Stored entries
=== Section Start ===
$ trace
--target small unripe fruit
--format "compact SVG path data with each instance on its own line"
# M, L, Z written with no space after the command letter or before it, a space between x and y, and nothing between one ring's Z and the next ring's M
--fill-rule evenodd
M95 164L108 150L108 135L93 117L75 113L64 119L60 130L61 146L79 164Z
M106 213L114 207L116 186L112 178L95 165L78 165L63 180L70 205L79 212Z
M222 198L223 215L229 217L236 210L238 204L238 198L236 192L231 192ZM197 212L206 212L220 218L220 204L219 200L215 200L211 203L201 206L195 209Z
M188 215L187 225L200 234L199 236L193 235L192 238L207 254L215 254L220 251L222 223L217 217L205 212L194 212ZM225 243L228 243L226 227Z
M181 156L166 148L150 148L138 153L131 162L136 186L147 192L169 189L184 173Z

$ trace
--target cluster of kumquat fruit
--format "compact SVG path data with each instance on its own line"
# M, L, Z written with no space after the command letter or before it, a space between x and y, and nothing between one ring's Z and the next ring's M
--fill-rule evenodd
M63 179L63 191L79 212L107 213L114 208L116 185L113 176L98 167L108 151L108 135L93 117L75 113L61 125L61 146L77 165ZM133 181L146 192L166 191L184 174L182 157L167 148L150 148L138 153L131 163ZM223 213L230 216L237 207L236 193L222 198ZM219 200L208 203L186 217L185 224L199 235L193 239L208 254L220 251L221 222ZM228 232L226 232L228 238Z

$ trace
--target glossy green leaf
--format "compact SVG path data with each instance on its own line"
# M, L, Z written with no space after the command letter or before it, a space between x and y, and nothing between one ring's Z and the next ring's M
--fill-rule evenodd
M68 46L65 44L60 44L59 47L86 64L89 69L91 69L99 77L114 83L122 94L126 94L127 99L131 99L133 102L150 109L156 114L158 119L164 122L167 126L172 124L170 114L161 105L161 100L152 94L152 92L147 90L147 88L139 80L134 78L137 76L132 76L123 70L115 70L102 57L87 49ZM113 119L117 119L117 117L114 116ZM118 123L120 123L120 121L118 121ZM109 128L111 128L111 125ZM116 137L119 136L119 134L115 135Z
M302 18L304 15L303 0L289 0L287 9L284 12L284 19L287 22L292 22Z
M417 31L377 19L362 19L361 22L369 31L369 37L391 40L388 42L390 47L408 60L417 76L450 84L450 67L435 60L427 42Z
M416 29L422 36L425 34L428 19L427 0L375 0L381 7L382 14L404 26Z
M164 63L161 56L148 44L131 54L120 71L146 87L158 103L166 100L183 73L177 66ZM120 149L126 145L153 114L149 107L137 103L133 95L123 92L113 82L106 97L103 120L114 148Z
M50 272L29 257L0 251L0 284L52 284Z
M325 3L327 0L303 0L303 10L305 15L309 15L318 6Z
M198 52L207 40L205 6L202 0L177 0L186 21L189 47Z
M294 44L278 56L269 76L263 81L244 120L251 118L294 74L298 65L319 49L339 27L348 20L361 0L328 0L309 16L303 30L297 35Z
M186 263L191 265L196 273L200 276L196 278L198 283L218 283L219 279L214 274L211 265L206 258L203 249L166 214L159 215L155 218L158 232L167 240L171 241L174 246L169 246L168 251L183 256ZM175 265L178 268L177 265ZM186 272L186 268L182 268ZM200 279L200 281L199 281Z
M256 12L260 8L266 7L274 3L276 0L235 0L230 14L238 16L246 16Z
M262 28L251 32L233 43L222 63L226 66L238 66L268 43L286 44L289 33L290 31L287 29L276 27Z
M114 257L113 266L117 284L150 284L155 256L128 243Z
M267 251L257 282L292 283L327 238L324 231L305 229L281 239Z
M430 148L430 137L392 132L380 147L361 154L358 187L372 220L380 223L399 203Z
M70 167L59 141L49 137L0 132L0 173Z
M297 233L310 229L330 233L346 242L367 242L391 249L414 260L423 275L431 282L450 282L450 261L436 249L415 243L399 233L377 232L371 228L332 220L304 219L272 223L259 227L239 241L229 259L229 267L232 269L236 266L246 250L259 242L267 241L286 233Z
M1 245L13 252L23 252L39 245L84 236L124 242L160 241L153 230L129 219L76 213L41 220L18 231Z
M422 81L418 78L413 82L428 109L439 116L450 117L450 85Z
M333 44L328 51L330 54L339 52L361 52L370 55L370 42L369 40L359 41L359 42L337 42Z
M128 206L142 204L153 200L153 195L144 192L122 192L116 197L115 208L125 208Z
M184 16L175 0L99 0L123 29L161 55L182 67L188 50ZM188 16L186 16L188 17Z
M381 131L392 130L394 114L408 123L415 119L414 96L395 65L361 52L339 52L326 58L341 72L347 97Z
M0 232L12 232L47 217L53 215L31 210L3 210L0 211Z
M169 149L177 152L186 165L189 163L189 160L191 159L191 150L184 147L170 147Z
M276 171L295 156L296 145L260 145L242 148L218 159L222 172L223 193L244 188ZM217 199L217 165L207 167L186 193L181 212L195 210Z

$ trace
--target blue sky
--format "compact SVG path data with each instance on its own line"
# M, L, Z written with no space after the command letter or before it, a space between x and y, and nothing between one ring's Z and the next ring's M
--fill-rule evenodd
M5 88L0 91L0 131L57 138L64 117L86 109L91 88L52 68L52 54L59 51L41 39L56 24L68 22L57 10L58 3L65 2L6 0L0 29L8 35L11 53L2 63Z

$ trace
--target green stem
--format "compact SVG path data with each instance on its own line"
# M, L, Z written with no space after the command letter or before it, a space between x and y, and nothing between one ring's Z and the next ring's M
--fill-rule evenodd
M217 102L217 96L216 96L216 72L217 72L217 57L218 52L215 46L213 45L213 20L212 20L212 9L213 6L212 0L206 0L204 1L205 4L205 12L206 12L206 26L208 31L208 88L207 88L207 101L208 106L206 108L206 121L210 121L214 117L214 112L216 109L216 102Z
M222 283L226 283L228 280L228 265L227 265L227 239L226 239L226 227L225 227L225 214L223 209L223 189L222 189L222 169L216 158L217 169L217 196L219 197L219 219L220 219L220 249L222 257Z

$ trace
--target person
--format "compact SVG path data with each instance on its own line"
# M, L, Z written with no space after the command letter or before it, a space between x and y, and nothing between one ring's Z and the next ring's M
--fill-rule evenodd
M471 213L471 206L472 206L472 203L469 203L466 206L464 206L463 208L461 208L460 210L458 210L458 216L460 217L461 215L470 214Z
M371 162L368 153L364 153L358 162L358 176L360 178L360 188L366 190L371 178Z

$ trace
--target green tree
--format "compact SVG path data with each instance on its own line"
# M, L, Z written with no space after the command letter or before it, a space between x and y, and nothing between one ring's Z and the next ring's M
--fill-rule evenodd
=== Section End ===
> TASK TO CARRY OUT: A verbatim repeat of all the entries above is the required answer.

> WORKED SOLUTION:
$ trace
--target small unripe fruit
--format "compact SVG path data with each instance on its own line"
# M, L, Z written with no space after the command letter or before it, a space between x and y, and nothing between one ring's Z and the next ring's M
--fill-rule evenodd
M95 164L108 150L108 135L93 117L75 113L64 119L60 130L61 146L79 164Z
M106 213L114 207L116 186L112 178L95 165L78 165L63 180L70 205L79 212Z
M222 198L223 215L229 217L236 210L238 204L238 198L236 192L231 192ZM197 212L206 212L220 218L220 204L219 200L215 200L211 203L201 206L195 209Z
M188 215L187 225L200 234L199 236L193 235L192 238L207 254L215 254L220 251L222 223L217 217L205 212L194 212ZM225 243L228 243L226 227Z
M181 156L166 148L150 148L138 153L131 162L136 186L147 192L169 189L184 173Z

$ trace
--target cluster of kumquat fruit
--format "compact SVG path data with each instance on its own line"
# M, L, Z written with no space after the command letter or before it, a space between x and y, and nothing between one ring's Z and the next ring's M
--fill-rule evenodd
M63 179L63 191L79 212L107 213L114 208L116 185L113 176L98 167L108 151L108 135L93 117L75 113L61 125L61 146L77 165ZM133 181L146 192L166 191L184 174L182 157L167 148L150 148L138 153L131 163ZM223 213L230 216L237 207L236 193L222 198ZM219 200L208 203L186 217L185 224L199 235L193 239L208 254L220 251L221 222ZM228 232L226 232L228 238Z

$ trace
--target glossy green leaf
--format "compact SVG path data with each instance on its own line"
# M, L, Z written with no space after the command letter or before it, a space between x and y, and nothing between one ring's Z and the next ring's M
--fill-rule evenodd
M68 46L65 44L60 44L59 47L86 64L89 69L91 69L99 77L114 83L122 94L126 94L127 99L131 99L133 102L150 109L156 114L158 119L164 122L167 126L172 124L170 114L161 105L161 100L152 94L152 92L147 90L147 88L139 80L134 78L137 76L132 76L123 70L115 70L102 57L87 49ZM113 119L117 119L117 117L114 116ZM118 123L120 123L120 121L118 121ZM109 128L111 128L111 125ZM116 137L119 136L119 134L115 135Z
M302 18L304 15L303 0L289 0L287 9L284 12L284 19L287 22L292 22Z
M417 31L377 19L362 19L361 22L369 31L369 37L391 40L388 42L390 47L408 60L417 76L450 84L450 67L435 60L427 42Z
M416 29L422 36L425 34L428 19L427 0L375 0L381 7L382 14L404 26Z
M164 63L161 56L148 44L131 54L120 71L146 87L158 103L166 100L183 73L177 66ZM120 149L126 145L153 114L149 107L137 103L133 95L123 92L113 82L106 97L103 120L114 148Z
M50 272L29 257L0 251L0 284L52 284Z
M325 3L327 0L303 0L303 10L305 15L309 15L318 6Z
M198 52L207 40L205 6L202 0L177 0L186 21L189 47Z
M294 44L278 56L269 76L263 81L244 120L251 118L294 74L298 65L319 49L339 27L348 20L361 0L328 0L309 16L303 30L297 35Z
M186 263L191 265L196 273L200 276L196 278L198 283L218 283L219 279L214 274L211 265L206 258L203 249L166 214L159 215L155 218L158 232L167 240L171 241L174 246L169 246L168 251L183 256ZM175 265L178 268L177 265ZM186 272L186 268L182 268ZM200 279L200 281L199 281Z
M256 12L260 8L266 7L274 3L276 0L235 0L230 14L238 16L246 16Z
M262 28L251 32L233 43L222 63L226 66L238 66L268 43L286 44L289 33L290 31L287 29L276 27Z
M114 257L113 266L117 284L150 284L155 256L128 243Z
M267 251L257 282L292 283L327 238L324 231L305 229L281 239Z
M430 148L430 137L392 132L380 147L361 154L358 187L372 220L380 223L399 203Z
M70 167L59 141L49 137L0 132L0 173Z
M297 233L310 229L330 233L346 242L367 242L391 249L414 260L423 275L431 282L450 282L450 261L436 249L415 243L399 233L377 232L371 228L332 220L304 219L272 223L259 227L239 241L229 259L229 267L232 269L236 266L246 250L259 242L267 241L286 233Z
M1 245L13 252L23 252L39 245L84 236L124 242L160 241L153 230L129 219L76 213L41 220L18 231Z
M422 81L418 78L413 82L428 109L439 116L450 117L450 85Z
M333 44L328 51L330 54L339 52L361 52L370 55L370 42L369 40L359 41L359 42L337 42Z
M128 206L142 204L153 200L153 195L144 192L122 192L116 197L115 208L125 208Z
M184 16L175 0L99 0L123 29L161 55L182 67L188 50ZM188 16L186 16L188 17Z
M381 131L392 130L394 114L408 123L415 119L414 96L395 65L361 52L339 52L326 58L341 72L347 97Z
M0 232L12 232L47 217L53 215L31 210L3 210L0 211Z
M169 149L177 152L186 165L189 163L189 160L191 159L191 150L184 147L170 147Z
M276 171L295 156L296 145L260 145L242 148L218 159L222 172L223 193L244 188ZM217 199L217 165L207 167L186 193L181 212L195 210Z

$ trace
--target blue sky
--format "compact SVG path data with each instance on its own line"
# M, L, Z written with no space after the command letter or before it, a space between x and y, and nothing between one ring's Z and the next ring's M
--fill-rule evenodd
M5 88L0 91L0 131L57 138L64 117L86 109L91 88L52 68L52 54L59 51L41 39L56 24L68 22L57 10L58 3L65 2L6 0L0 29L8 35L11 53L2 63Z

$ trace
--target green stem
--format "compact SVG path data with each instance on its own line"
# M, L, Z written with no space after the command letter or before it, a space between x and y, and nothing between one ring's Z and the next ring's M
--fill-rule evenodd
M217 102L217 96L216 96L216 72L217 72L217 57L218 52L215 46L213 45L213 20L212 20L212 9L213 6L212 0L206 0L204 1L205 4L205 12L206 12L206 26L208 31L208 88L207 88L207 101L208 106L206 108L206 121L210 121L214 117L214 112L216 109L216 102Z
M222 283L226 283L228 280L228 265L227 265L227 239L226 239L226 227L225 227L225 214L223 209L223 189L222 189L222 169L216 158L217 169L217 196L219 197L219 219L220 219L220 249L222 257Z

$ trace
--target person
--format "compact SVG path data with each instance on its own line"
# M, L, Z written with no space after the command letter or before it, a space between x and y, and nothing between one ring's Z and the next ring's M
--fill-rule evenodd
M471 213L471 206L472 206L472 203L469 203L466 206L464 206L463 208L461 208L460 210L458 210L458 216L460 217L461 215L470 214Z
M371 162L368 153L364 153L358 162L358 176L360 178L360 188L366 190L371 178Z

$ trace
--target green tree
--format "compact SVG path data with each instance on its own line"
# M, L, Z written with no space after the command letter or before it, a space between x and y, and nothing between one ring's Z and the next ring's M
--fill-rule evenodd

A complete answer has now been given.